■ Latihan Singkat A: Hitung jumlah baris entri yang memuat kata "plant", dengan memperhatikan huruf besar dan kecil. Jawab dengan angkanya saja.

■ Teks Bacaan:
##############################

Kamis 16 Juni 2016 || 21 : 25 WIB
Kategori : Fakta Dan Opini
Penulis : Lrd Viga -
801 S.Sos
Sikap Perilaku Bawahan Cermin Pimpinannya, Sikap
Perilaku Anak Cermin Bapaknya
8GlobaliTa – Jakarta,
Sikap, perilaku dan cara serta sepak terjang, bawahan, anak buah, ajudan,
sekretaris, asisten atau karyawan cerminan dari pimpinannya. Sama halnya
seperti seorang anak, semua sikap, tutur kata dan perilaku anak merupakan
cerminan dari bapaknya.
Bila seorang anak berkata dengan ucapan santun dan tutur kata
lembut, tentulah ia di asuh dan di didik oleh orang tua yang santun,
berpendidikan, bermoral dan berderajat. Demikian juga seorang bawahan yang
santun dan bijak serta sopan dalam bertindak dan bertutur kata lembut penuh
kasih, pastilah ia di bawah naungan seorang pemimpin yang santun, bijak dan
penuh kasih.
“Siapa lu?...” tanya seorang ajudan Sandiaga Uno atau yang
mengkoordinir kehadiran wartawan di acara buka puasa bersama Sandiaga Uno
dengan Ketua PWNU Jakarta Timur di Rumah kediaman H Syukron, begitulah seorang
tukang ojek menyebutnya saat menunjukkan alamat di Jl. Kampung Kapuk II No.1
Rt. 001/06 Klender Duren Sawit Jakarta Timur, tempat Sandiaga Uno menggelar
buka puasa bersama, Kamis (16/06/2016).
Pertanyaan itu ditujukan ajudan Sandiaga Uno kepada Wartawan
yang meliput kegiatan Sandiaga Uno, dengan dengan nada ketus dan bahasa yang
tidak bersahabat dibarengi sorot mata tajam penuh permusuhan, dengan sikap
sedikit menantang seakan mengajak berkelahi. Saat itu Ajudan Sandiaga Uno
sedang menebar uang kepada beberapa para awak media, yang notabene adalah media
besar dan terkenal.

##############################

■ Cuplikan Entri:
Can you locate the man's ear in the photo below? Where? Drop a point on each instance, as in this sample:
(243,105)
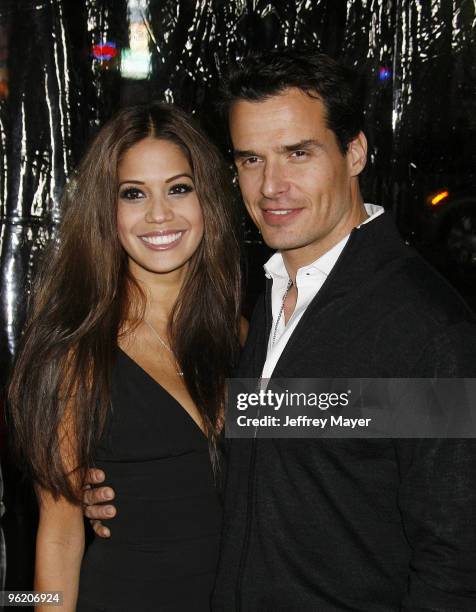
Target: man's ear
(357,154)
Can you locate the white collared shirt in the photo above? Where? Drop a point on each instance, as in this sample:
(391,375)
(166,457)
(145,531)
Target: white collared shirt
(309,279)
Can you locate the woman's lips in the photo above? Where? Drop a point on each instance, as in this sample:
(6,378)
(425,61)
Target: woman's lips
(162,241)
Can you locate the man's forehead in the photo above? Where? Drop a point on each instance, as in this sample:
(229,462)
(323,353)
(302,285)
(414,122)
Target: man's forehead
(286,118)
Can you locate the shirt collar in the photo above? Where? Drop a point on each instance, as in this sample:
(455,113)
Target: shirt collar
(274,268)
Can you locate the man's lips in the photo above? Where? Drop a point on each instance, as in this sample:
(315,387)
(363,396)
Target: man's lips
(280,216)
(161,241)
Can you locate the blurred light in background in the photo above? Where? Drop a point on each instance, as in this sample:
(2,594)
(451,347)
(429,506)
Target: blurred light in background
(105,51)
(384,73)
(439,198)
(136,60)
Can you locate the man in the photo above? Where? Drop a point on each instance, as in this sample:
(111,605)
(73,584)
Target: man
(338,524)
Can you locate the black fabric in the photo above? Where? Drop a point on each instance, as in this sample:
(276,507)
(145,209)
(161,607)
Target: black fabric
(374,525)
(163,548)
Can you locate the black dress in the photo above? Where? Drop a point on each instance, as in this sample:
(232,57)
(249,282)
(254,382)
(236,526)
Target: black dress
(163,549)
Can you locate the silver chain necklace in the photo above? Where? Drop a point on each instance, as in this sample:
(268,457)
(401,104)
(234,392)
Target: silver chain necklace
(280,314)
(162,342)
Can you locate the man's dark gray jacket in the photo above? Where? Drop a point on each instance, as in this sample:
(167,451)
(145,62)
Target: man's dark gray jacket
(370,525)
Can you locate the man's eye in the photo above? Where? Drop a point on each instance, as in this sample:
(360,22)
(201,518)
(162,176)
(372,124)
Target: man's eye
(250,161)
(180,189)
(131,193)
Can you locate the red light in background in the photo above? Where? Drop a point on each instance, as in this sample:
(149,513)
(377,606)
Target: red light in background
(105,51)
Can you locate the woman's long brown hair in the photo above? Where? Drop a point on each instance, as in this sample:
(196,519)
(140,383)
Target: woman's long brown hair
(84,294)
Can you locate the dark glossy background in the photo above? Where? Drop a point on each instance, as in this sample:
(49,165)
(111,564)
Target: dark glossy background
(54,94)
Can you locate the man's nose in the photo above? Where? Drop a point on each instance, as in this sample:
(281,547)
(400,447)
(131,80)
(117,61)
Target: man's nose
(274,180)
(159,210)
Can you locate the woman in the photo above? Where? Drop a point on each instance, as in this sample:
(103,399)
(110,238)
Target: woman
(134,328)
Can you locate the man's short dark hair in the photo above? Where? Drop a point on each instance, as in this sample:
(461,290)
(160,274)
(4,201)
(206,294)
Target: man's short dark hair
(260,75)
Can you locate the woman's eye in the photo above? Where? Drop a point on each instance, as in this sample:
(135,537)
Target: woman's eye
(180,189)
(131,193)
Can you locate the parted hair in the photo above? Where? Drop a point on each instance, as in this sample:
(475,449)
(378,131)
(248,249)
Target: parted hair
(262,74)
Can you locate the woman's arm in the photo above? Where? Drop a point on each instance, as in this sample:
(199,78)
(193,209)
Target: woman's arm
(59,549)
(60,538)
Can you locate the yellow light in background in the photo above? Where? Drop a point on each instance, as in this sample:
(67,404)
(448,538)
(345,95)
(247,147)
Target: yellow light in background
(439,197)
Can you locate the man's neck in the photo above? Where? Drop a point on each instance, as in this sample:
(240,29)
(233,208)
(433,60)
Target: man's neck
(296,259)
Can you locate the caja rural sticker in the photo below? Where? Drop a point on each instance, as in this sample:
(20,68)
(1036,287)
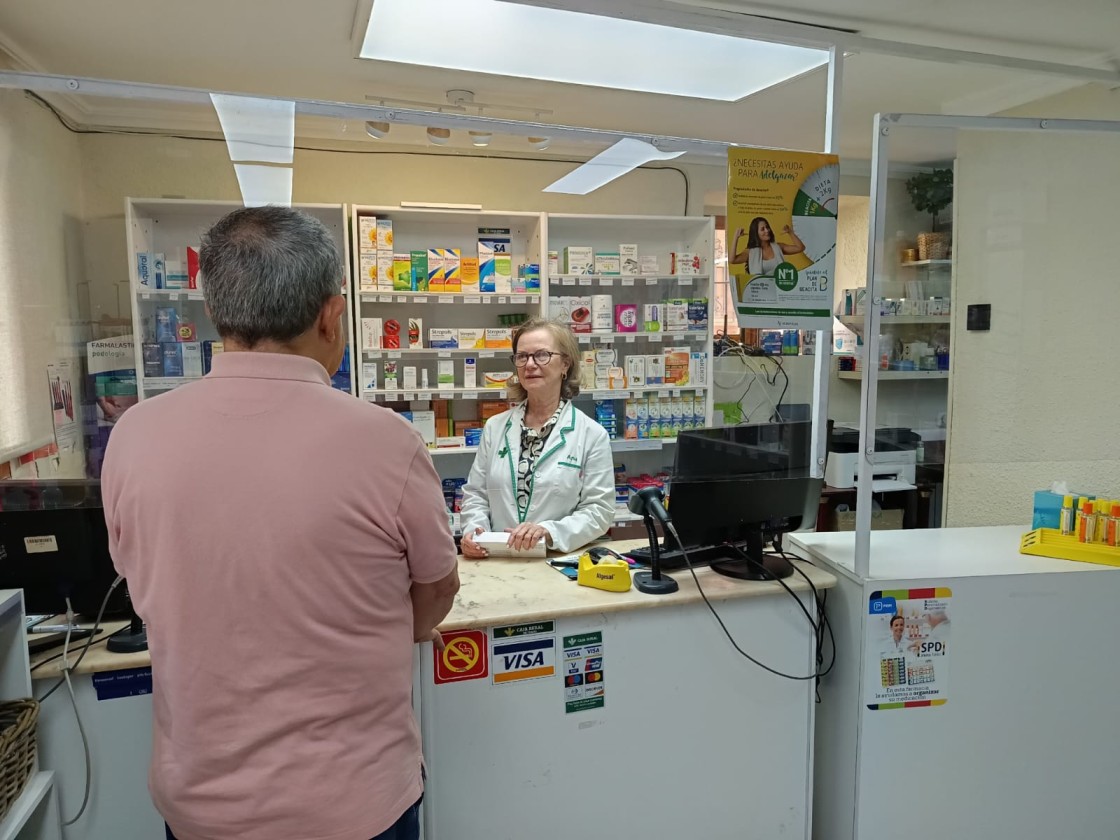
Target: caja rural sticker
(523,652)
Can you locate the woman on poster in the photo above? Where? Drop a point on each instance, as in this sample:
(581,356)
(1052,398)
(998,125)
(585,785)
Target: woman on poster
(763,254)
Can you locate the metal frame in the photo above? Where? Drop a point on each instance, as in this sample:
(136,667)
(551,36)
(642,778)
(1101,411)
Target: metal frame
(876,267)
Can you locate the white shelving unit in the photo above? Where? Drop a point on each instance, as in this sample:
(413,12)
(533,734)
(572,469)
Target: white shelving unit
(34,815)
(896,375)
(654,236)
(169,226)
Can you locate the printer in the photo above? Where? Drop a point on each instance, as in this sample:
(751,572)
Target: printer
(895,459)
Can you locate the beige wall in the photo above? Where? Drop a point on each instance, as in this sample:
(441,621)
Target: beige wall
(40,264)
(119,167)
(1034,399)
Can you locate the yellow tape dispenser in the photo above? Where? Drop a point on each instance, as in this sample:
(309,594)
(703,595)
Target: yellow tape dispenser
(609,574)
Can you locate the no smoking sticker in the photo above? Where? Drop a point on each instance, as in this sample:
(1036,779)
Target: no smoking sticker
(464,658)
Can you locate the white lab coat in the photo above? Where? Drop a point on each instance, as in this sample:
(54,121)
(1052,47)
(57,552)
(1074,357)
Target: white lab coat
(574,481)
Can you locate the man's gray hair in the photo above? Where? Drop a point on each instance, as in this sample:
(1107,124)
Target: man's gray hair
(267,272)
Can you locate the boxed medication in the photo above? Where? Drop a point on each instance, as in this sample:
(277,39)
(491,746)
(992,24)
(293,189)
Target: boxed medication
(367,234)
(498,337)
(419,280)
(678,361)
(367,271)
(386,277)
(384,234)
(627,260)
(152,360)
(391,335)
(468,274)
(472,338)
(578,260)
(444,338)
(607,262)
(436,269)
(371,333)
(445,374)
(369,376)
(451,257)
(495,260)
(192,358)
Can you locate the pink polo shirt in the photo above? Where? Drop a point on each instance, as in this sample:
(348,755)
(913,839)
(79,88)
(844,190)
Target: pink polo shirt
(270,529)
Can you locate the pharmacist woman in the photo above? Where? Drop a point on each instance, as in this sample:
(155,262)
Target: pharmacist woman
(543,469)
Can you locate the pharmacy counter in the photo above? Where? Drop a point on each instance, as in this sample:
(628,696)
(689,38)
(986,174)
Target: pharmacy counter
(995,714)
(669,728)
(561,710)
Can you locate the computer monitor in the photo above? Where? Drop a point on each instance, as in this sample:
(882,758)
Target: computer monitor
(59,552)
(735,486)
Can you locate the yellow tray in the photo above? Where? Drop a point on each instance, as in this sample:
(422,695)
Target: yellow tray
(1051,542)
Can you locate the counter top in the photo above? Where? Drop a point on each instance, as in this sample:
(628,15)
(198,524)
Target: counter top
(498,591)
(939,552)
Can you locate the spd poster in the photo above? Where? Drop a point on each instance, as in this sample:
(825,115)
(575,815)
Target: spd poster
(782,236)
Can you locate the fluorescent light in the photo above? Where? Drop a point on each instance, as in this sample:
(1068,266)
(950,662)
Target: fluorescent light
(262,130)
(376,130)
(439,137)
(502,38)
(623,157)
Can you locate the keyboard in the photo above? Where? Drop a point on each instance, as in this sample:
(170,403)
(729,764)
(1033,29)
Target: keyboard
(672,559)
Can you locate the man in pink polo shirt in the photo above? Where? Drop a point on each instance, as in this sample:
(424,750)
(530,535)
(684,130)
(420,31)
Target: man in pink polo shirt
(286,546)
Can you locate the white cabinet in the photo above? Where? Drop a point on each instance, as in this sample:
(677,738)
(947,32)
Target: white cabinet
(169,227)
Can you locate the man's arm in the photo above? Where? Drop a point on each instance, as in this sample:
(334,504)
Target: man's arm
(430,605)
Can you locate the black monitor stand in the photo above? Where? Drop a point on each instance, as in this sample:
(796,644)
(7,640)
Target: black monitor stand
(755,566)
(132,638)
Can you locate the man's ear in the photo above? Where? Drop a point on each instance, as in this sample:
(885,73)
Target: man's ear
(330,314)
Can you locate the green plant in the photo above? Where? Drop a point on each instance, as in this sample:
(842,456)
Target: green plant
(931,192)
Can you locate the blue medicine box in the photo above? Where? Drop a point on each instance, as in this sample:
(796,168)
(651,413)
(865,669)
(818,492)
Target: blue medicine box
(1048,507)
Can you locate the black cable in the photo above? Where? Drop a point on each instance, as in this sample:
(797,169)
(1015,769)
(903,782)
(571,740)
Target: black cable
(170,136)
(727,633)
(89,640)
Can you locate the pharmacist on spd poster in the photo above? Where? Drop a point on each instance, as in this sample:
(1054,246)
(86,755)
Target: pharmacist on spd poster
(782,236)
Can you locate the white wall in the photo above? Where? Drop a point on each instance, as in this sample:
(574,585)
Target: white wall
(118,167)
(40,266)
(1035,399)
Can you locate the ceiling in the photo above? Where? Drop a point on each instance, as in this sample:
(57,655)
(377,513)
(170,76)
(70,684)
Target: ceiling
(302,49)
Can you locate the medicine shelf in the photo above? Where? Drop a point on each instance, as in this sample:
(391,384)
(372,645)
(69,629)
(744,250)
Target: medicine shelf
(628,337)
(449,297)
(167,383)
(438,353)
(618,446)
(434,393)
(622,279)
(856,322)
(921,263)
(146,294)
(894,375)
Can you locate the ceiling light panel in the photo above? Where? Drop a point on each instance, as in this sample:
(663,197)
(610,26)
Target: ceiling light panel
(509,39)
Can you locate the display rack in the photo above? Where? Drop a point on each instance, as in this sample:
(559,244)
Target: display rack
(169,226)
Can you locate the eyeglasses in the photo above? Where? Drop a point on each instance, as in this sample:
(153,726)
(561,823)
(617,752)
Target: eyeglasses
(542,357)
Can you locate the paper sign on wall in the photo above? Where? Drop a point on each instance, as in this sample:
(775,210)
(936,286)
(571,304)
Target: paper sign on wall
(782,236)
(907,647)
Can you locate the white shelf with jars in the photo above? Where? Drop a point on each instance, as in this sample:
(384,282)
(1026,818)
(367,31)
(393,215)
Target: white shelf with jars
(174,338)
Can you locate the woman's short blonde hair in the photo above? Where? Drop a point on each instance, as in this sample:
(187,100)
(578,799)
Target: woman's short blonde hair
(565,343)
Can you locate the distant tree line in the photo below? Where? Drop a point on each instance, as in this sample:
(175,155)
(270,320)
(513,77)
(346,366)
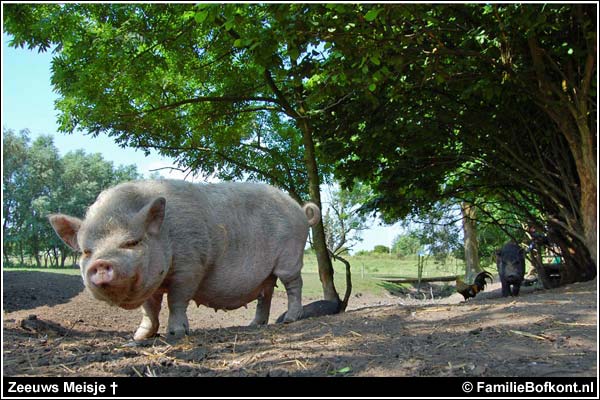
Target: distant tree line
(37,181)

##############################

■ Latihan Singkat B: Tolong tulis ulang secara utuh artikel di atas tentang sikap bawahan sebagai cermin pimpinannya, tanpa mengubah satu huruf pun.

■ Penyelesaian Lengkap A: 2

■ Penyelesaian Lengkap B:
Kamis 16 Juni 2016 || 21 : 25 WIB
Kategori : Fakta Dan Opini
Penulis : Lrd Viga -
801 S.Sos
Sikap Perilaku Bawahan Cermin Pimpinannya, Sikap
Perilaku Anak Cermin Bapaknya
8GlobaliTa – Jakarta,
Sikap, perilaku dan cara serta sepak terjang, bawahan, anak buah, ajudan,
sekretaris, asisten atau karyawan cerminan dari pimpinannya. Sama halnya
seperti seorang anak, semua sikap, tutur kata dan perilaku anak merupakan
cerminan dari bapaknya.
Bila seorang anak berkata dengan ucapan santun dan tutur kata
lembut, tentulah ia di asuh dan di didik oleh orang tua yang santun,
berpendidikan, bermoral dan berderajat. Demikian juga seorang bawahan yang
santun dan bijak serta sopan dalam bertindak dan bertutur kata lembut penuh
kasih, pastilah ia di bawah naungan seorang pemimpin yang santun, bijak dan
penuh kasih.
“Siapa lu?...” tanya seorang ajudan Sandiaga Uno atau yang
mengkoordinir kehadiran wartawan di acara buka puasa bersama Sandiaga Uno
dengan Ketua PWNU Jakarta Timur di Rumah kediaman H Syukron, begitulah seorang
tukang ojek menyebutnya saat menunjukkan alamat di Jl. Kampung Kapuk II No.1
Rt. 001/06 Klender Duren Sawit Jakarta Timur, tempat Sandiaga Uno menggelar
buka puasa bersama, Kamis (16/06/2016).
Pertanyaan itu ditujukan ajudan Sandiaga Uno kepada Wartawan
yang meliput kegiatan Sandiaga Uno, dengan dengan nada ketus dan bahasa yang
tidak bersahabat dibarengi sorot mata tajam penuh permusuhan, dengan sikap
sedikit menantang seakan mengajak berkelahi. Saat itu Ajudan Sandiaga Uno
sedang menebar uang kepada beberapa para awak media, yang notabene adalah media
besar dan terkenal.